Instructions for the task:
With no word left out, write out the entire listing.

Data:
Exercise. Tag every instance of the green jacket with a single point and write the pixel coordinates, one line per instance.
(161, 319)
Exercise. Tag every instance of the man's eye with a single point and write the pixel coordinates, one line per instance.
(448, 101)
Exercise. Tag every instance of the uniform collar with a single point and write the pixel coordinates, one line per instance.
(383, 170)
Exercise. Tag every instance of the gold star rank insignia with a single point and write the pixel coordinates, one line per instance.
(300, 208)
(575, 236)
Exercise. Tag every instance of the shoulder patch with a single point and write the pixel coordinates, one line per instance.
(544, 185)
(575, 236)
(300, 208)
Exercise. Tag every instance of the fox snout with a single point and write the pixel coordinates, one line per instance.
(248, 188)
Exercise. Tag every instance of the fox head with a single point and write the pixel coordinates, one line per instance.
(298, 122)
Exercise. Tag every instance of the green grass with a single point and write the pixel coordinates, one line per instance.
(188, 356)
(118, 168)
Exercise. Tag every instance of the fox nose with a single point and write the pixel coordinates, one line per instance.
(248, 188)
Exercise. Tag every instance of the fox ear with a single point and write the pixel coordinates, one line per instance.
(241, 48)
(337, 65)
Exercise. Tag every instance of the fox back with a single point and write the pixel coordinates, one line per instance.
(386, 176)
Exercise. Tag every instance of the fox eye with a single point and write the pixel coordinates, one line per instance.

Output:
Exercise. Tag every instance of the green jacket with a single point and write the pixel coordinates, one line per instance.
(161, 319)
Exercise. Tag every instance of the man's eye with a single point and write the pixel coordinates, one line per instance.
(448, 101)
Exercise. Tag every instance of the uniform collar with a single point and write the pixel coordinates, one line per instance.
(383, 170)
Exercise. Tag every instance of the gold star rank insignia with a single point and write the pixel coordinates, one line per instance.
(300, 208)
(575, 236)
Exercise. Tag every instance of the shoulder patch with a single point and write the pixel coordinates, one line per instance.
(544, 185)
(575, 236)
(300, 208)
Exercise. Tag every instance of the fox snout with a single point and write the pixel coordinates, one line per instance.
(248, 188)
Exercise. Tag every instance of the fox head with a single point and write the pixel coordinates, one line per instance.
(298, 122)
Exercise. Tag every instance of the green grass with a single point and write the pixel coordinates, one line per instance.
(188, 356)
(118, 168)
Exercise. Tag every instance of the fox nose with a single point and write the pixel coordinates, one line per instance.
(248, 188)
Exercise. Tag every instance of the fox ear with a single point and write the pixel coordinates, one line per instance.
(241, 48)
(337, 65)
Exercise. Tag every instance of the fox back with a single point and write the pixel coordinates, one line per instance.
(386, 176)
Exercise. Tag every instance of the fox eye with a single point and write the pixel coordinates, one line per instance.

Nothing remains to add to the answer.